Stored data entries:
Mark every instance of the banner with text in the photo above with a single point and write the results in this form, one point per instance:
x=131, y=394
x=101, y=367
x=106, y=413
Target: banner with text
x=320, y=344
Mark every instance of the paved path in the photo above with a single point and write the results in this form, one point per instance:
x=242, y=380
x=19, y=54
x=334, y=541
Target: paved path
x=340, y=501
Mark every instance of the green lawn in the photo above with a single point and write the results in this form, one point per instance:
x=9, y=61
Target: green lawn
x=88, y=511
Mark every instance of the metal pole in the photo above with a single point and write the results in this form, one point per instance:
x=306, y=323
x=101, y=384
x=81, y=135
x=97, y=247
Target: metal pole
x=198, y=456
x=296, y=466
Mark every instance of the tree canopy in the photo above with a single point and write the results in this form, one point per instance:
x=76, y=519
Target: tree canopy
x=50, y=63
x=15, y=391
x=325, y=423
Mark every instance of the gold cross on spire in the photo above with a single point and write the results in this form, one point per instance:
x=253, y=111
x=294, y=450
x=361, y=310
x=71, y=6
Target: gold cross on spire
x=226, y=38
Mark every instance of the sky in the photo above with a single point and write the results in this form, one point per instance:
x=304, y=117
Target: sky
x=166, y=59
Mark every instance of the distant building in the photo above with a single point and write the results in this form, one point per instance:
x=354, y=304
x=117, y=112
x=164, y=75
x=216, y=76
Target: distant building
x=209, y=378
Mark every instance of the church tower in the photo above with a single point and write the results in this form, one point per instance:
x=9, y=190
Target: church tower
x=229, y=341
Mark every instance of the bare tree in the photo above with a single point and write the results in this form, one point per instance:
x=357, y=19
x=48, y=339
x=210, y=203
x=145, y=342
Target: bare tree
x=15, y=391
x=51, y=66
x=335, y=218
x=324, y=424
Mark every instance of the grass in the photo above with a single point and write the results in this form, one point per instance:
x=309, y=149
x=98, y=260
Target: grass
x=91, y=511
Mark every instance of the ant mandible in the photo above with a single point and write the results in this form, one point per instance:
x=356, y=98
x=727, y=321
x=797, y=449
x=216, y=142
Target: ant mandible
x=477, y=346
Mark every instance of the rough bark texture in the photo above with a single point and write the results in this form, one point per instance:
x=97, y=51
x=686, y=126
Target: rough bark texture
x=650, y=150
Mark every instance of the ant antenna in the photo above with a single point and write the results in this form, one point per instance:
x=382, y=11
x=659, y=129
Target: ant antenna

SHORT PROBLEM - Copy the material word for word, starting at its first line and ending at the line that contains "x=340, y=501", with both of those lines included.

SOLVED PROBLEM -
Mark every instance of the banner with text in the photo above with a single point and write the results in this form, one point per instance:
x=131, y=394
x=101, y=367
x=106, y=413
Target: banner with text
x=320, y=344
Mark every instance of the paved path in the photo above with a single point and write the results in this form, one point per instance:
x=242, y=380
x=19, y=54
x=334, y=541
Target: paved path
x=340, y=501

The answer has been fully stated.